- BLOK TEKS -
# # # # # # #

Beberapa Ide Pembelajaran
Merujuk pada gagasan Peter Senge tentang learning, di sana ada istilah Adaptative Learning dan ada Generative Learning. Generative artinya kita merumuskan konsep tentang realita yang kita inginkan, misalnya saja, punya target, tujuan atau visi. You are the law of yourself. Sedangkan Adaptative maksudnya kita mengambil pelajaran dari realita yang muncul di luar skenario, misalnya saja, menjadi lebih kreatif, lebih inovatif, dan seterusnya.

Kalkulasinya, jika kita telah berhasil menjalankan dua modol learning itu, maka hidup kita akan lebih dinamis atau mengalir bagai air. Kita tetap punya sasaran yang ingin kita raih dan pada saat yang sama, kita tetap bisa menyiasati masalah atau keadaan yang muncul di luar skenario.

Selain itu, kita juga bisa menjalankan langkah-langkah berikut ini:

Pertama, perbanyak wilayah. Idealnya, jangan hanya wilayah finansial saja yang kita kasih target pada hidup kita. Kita perlu tambah, misalnya saja, wilayah emosional, intelektual, spiritual, sosial, keluarga, pendidikan anak, dan lain-lain. Konon, Mark Victor Hansen, penulis buku Chicken Soup for The Soul, punya catatan sebanyak seratus tujuan dalam dirinya.

Mengejar terget finansial memang bagus, karena faktanya semua urusan butuh uang. Tapi bila hanya itu yang menjadi perhatian kita secara berlebihan, tentu akibatnya tidak bagus. Contoh yang paling riil misalnya saja pencapaian target di wilayah finansial kita bagus, tapi wilayah lain, katakanlah wilayah keluarga atau pendidikan anak, tidak bagus atau berantakan. Apa jadinya? Pasti kita tidak bisa menikmati hasil pencapaian finansial itu senikmat kalau dibanding dengan misalnya kita tetap menjaga keseimbangan wilayah lain.

Kedua, tentukan prioritas. Maunya kita semua, pasti kita ingin hal-hal yang ideal itu terjadi pada saat yang sama dan sekaligus. Ini memang manusiawi. Tapi kita sendiri tahu bahwa realitas lebih sering bergerak secara liar. Masalah yang kita hadapi hari ini berbeda dengan yang kita hadapi sekian tahun lalu. Lebih berbeda lagi dengan yang akan kita hadapi nanti. Karena itu dibutuhkan skala prioritas untuk menentukan mana yang paling kita utamakan (first priority), mana yang kita nilai penting (important), dan mana yang kita nilai mendesak (urgent).

# # # # # # #

- BARIS DATA -
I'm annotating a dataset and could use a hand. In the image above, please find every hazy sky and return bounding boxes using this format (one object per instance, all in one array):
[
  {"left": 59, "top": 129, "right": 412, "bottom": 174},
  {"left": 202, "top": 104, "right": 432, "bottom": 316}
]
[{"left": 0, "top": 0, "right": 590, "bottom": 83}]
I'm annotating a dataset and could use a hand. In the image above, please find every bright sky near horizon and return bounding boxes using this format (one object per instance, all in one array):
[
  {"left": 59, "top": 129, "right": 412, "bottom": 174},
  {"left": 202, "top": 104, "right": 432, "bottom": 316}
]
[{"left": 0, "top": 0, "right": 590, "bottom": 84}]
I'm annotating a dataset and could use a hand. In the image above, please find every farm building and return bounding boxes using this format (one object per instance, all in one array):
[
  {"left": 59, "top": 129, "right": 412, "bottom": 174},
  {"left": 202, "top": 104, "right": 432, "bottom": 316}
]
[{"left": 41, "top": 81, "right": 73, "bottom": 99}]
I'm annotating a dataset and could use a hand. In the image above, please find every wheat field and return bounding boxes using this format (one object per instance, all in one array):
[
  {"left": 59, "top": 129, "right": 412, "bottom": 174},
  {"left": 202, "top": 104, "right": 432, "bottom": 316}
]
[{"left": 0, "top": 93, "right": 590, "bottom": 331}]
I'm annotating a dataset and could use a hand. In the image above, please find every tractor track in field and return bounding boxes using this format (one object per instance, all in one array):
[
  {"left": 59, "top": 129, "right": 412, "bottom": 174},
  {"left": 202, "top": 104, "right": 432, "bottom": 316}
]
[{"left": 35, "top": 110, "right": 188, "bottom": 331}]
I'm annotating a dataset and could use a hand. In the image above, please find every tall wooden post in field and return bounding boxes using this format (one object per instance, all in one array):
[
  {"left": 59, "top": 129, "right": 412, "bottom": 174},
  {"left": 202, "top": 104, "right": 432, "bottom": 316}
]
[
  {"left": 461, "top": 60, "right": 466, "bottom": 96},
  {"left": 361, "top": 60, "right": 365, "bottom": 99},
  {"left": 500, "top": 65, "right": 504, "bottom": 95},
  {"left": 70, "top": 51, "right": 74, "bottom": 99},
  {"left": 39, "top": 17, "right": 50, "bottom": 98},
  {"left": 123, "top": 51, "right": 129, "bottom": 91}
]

# # # # # # #

- SASARAN TUGAS -
Apakah pernyataan 1., 2., dan 3. di bawah ini sesuai dengan teks tentang ide pembelajaran? Jawab ya atau tidak untuk masing-masing, lalu kutip kata-kata penentunya dari teks.
1. Generative Learning berarti merumuskan konsep tentang realita yang kita inginkan.
2. Langkah pertama yang disarankan adalah menentukan prioritas.
3. Mark Victor Hansen disebut punya catatan sebanyak seratus tujuan.
Baris-baris data tidak berperan sama sekali di sini.

- HASIL AKHIR -
1. Ya: "Generative artinya kita merumuskan konsep tentang realita yang kita inginkan"
2. Tidak: "Pertama, perbanyak wilayah."
3. Ya: "punya catatan sebanyak seratus tujuan dalam dirinya"